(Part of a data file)
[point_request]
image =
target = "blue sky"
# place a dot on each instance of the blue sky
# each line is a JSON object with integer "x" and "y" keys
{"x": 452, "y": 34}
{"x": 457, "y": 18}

_INSTRUCTION:_ Provide the lines of the items above as a JSON list of strings, with one string for each line and blank lines omitted.

_PROBLEM SOLUTION:_
[
  "[point_request]",
  "image =",
  "target = \"blue sky\"",
  "# place a dot on each instance of the blue sky",
  "# each line is a JSON object with integer \"x\" and \"y\" keys",
  "{\"x\": 452, \"y\": 34}",
  "{\"x\": 457, \"y\": 18}"
]